● **Given request**
Count the lines in the material below that contain the string "colored", with case counting, and reply with only that number.

------

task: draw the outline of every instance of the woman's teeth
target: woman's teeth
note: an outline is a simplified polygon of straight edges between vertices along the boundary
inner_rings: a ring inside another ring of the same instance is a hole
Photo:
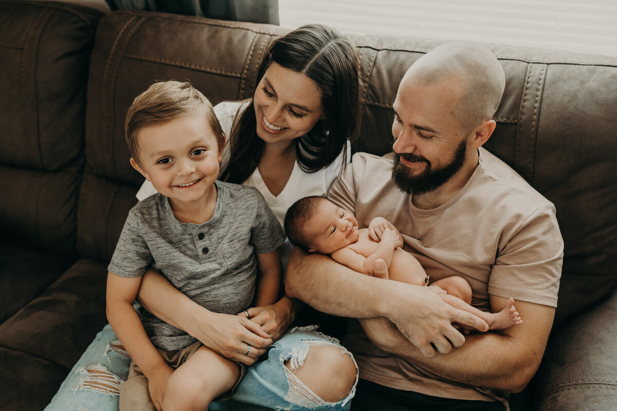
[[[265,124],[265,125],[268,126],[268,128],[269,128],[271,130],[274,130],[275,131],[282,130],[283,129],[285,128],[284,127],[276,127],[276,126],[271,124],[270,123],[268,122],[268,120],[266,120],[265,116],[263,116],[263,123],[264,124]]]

------

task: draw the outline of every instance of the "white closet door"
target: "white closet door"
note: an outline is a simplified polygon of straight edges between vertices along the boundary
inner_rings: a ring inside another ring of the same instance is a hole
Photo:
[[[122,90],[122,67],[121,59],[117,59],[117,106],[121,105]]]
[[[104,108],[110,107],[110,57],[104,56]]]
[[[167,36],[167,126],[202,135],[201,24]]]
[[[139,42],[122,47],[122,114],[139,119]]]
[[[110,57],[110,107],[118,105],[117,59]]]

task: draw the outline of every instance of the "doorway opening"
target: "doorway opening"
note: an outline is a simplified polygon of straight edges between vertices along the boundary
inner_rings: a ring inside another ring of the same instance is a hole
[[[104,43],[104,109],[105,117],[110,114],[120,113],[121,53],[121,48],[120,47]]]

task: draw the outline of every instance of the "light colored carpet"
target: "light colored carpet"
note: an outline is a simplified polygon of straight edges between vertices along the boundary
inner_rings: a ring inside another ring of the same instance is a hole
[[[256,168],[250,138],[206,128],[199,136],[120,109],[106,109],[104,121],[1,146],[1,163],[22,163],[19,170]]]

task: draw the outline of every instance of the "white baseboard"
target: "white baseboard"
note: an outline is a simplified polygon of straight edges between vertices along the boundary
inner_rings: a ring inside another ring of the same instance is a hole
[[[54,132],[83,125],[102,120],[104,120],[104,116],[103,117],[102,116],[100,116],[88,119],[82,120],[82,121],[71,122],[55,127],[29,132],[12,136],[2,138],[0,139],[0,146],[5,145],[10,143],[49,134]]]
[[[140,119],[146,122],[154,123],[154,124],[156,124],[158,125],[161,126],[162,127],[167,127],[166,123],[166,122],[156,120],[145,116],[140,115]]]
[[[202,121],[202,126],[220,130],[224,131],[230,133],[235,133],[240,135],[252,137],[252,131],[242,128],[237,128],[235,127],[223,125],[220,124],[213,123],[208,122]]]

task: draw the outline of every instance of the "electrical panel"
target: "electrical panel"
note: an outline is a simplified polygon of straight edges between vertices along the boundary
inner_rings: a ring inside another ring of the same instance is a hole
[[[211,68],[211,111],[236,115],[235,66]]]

------

● **The reply**
2